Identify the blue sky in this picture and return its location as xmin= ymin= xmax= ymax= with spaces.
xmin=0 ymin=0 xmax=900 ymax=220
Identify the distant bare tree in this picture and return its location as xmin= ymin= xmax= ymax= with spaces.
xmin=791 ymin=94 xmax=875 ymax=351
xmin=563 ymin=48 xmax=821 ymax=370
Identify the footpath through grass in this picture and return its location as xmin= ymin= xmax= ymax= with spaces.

Directions for this task: Can you print the lines of the records verbatim, starting at the line that contains "Identify the distant" and ending with the final line of the records, both included?

Correct output:
Identify the distant bare tree in this picture and return its location as xmin= ymin= xmax= ymax= with spaces.
xmin=791 ymin=94 xmax=875 ymax=351
xmin=563 ymin=48 xmax=821 ymax=370
Identify the footpath through grass in this picture and return its location as xmin= ymin= xmax= ymax= with spaces.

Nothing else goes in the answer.